- **Exercise objective**: After locating the line that holds "k so looking at the picture above, point out the window", output it and all following lines word for word, stopping only at the end of the data.

Excerpts from a dataset
^^^^^^^^^^^^^^^^

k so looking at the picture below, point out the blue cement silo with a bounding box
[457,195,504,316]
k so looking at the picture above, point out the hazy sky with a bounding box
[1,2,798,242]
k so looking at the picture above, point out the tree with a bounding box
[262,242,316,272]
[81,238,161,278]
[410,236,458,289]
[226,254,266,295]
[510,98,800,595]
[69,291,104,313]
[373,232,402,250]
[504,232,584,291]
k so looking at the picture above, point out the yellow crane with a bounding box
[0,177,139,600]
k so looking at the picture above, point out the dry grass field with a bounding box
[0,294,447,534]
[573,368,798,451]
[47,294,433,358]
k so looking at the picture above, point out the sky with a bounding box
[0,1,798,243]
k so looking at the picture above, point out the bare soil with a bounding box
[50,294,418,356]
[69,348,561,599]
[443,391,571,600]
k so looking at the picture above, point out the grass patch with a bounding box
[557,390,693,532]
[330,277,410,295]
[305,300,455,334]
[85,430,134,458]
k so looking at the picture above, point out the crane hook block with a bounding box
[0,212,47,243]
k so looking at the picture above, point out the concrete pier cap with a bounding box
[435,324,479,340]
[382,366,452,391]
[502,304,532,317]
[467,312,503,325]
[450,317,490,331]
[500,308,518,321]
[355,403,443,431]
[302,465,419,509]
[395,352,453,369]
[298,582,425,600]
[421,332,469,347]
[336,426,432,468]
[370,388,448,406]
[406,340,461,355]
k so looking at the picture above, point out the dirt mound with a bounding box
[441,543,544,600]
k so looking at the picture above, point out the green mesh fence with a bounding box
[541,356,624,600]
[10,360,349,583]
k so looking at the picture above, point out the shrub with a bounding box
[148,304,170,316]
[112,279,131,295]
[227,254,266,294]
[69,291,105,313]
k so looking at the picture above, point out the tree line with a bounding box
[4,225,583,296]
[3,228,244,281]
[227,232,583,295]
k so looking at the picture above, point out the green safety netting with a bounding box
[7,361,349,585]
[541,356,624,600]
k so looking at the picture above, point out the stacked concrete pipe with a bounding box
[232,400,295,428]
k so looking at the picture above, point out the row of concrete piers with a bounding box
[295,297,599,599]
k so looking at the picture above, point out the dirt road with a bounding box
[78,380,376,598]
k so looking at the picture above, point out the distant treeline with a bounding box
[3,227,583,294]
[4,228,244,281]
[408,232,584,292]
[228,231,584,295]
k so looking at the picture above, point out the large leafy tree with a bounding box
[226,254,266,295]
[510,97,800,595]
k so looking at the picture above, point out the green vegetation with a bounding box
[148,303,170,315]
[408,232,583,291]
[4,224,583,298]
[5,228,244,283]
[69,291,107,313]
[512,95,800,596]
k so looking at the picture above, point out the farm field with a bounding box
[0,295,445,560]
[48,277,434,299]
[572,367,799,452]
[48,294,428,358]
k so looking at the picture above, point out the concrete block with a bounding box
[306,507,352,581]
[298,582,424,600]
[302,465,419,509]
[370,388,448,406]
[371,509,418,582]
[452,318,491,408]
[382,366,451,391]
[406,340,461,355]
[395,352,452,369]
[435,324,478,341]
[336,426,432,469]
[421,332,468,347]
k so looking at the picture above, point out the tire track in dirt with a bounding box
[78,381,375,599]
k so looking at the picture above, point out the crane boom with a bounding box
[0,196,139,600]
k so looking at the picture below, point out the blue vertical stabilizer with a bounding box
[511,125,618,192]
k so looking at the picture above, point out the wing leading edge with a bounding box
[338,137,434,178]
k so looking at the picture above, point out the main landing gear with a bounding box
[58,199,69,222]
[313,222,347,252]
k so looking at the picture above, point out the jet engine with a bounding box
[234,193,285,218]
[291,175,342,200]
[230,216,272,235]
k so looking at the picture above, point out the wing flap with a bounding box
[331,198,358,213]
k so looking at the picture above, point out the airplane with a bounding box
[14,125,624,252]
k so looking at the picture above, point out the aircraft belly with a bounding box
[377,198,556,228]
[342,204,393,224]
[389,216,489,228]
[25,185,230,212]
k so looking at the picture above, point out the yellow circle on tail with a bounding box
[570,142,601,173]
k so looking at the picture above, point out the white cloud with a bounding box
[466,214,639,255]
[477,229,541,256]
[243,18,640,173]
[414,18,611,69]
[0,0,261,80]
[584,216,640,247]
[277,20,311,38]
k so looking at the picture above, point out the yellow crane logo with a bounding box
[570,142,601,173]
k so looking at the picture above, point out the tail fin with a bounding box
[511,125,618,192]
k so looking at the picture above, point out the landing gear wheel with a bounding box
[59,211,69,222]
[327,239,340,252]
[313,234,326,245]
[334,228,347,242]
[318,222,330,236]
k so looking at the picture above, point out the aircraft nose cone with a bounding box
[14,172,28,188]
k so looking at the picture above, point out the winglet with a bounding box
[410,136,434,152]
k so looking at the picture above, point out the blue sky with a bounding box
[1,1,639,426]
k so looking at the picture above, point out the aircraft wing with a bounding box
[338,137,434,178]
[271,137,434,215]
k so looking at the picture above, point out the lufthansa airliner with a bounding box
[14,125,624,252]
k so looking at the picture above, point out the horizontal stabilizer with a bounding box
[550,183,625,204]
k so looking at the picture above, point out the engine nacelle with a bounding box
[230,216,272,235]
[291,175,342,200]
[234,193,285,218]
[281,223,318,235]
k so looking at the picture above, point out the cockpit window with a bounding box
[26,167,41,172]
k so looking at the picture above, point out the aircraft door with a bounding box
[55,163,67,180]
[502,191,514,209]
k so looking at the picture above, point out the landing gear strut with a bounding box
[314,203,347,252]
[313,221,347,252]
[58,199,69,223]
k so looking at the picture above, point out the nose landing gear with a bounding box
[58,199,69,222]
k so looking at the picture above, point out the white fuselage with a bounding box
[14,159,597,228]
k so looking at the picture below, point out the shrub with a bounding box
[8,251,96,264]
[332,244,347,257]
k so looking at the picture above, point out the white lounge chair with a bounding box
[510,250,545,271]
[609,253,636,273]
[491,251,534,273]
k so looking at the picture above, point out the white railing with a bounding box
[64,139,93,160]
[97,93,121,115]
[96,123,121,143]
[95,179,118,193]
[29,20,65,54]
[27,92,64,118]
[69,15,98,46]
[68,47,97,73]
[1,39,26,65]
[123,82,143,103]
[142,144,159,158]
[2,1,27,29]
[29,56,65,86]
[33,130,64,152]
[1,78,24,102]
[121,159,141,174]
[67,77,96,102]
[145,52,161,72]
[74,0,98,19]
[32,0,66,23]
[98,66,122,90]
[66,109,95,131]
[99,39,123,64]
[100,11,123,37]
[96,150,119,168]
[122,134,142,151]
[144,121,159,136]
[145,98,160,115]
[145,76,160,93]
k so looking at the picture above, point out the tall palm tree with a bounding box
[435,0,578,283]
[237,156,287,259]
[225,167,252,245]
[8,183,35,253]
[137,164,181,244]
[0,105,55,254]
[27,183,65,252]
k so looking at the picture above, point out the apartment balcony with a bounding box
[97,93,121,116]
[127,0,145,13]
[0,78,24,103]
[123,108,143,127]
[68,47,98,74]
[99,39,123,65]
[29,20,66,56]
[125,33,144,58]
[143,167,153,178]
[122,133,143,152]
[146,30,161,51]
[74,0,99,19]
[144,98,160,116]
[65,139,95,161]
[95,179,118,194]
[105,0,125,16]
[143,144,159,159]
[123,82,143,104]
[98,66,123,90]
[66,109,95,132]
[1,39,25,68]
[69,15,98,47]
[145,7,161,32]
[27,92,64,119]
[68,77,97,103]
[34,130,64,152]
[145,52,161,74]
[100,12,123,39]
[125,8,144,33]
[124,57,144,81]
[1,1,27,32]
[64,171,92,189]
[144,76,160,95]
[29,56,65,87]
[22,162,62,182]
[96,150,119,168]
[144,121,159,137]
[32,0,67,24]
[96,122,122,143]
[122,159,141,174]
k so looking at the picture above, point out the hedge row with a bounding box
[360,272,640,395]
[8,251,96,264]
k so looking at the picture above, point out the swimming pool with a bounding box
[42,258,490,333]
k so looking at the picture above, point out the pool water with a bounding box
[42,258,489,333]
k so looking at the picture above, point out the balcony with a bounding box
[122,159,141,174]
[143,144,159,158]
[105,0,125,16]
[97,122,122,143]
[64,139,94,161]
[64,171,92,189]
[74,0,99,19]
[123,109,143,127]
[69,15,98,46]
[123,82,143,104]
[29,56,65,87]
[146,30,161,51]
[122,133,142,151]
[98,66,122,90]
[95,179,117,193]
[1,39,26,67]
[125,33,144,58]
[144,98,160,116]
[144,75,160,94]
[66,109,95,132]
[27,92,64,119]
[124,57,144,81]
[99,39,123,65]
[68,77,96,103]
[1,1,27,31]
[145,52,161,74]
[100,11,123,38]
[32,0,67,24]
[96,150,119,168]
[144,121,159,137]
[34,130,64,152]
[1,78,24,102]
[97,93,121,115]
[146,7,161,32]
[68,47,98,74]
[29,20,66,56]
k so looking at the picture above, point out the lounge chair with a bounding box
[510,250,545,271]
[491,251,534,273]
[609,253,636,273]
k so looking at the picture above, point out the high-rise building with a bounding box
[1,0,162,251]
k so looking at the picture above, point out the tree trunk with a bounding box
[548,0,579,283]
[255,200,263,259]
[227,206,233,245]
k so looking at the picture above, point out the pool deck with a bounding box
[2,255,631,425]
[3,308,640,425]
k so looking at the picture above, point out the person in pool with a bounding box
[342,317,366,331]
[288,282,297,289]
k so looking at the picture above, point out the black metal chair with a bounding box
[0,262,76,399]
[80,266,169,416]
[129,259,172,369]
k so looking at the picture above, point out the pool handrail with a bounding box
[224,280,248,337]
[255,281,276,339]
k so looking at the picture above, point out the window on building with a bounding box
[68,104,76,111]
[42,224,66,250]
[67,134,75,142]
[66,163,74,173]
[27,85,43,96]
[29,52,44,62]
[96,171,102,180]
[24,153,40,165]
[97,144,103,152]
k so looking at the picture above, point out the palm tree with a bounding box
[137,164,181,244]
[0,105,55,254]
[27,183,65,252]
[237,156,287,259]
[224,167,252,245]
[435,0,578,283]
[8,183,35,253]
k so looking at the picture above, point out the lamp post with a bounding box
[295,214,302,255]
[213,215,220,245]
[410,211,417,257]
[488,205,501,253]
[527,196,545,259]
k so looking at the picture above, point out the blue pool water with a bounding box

^^^^^^^^^^^^^^^^

- **Result**:
k so looking at the picture above, point out the window on building with a bounding box
[68,104,76,111]
[42,224,66,250]
[67,134,75,142]
[66,163,74,173]
[27,85,43,96]
[29,52,44,62]
[96,171,102,180]
[24,153,40,165]
[97,144,103,152]
k so looking at the picture above, point out the palm tree with a bounding box
[137,164,181,244]
[0,105,55,254]
[27,183,65,252]
[237,156,287,259]
[224,167,252,245]
[435,0,578,283]
[8,183,35,253]
k so looking at the picture above, point out the lamp post with a bounding box
[295,214,302,255]
[213,215,220,245]
[410,211,417,257]
[488,205,501,253]
[527,196,545,259]
k so looking at the picture above, point out the blue pool water with a bounding box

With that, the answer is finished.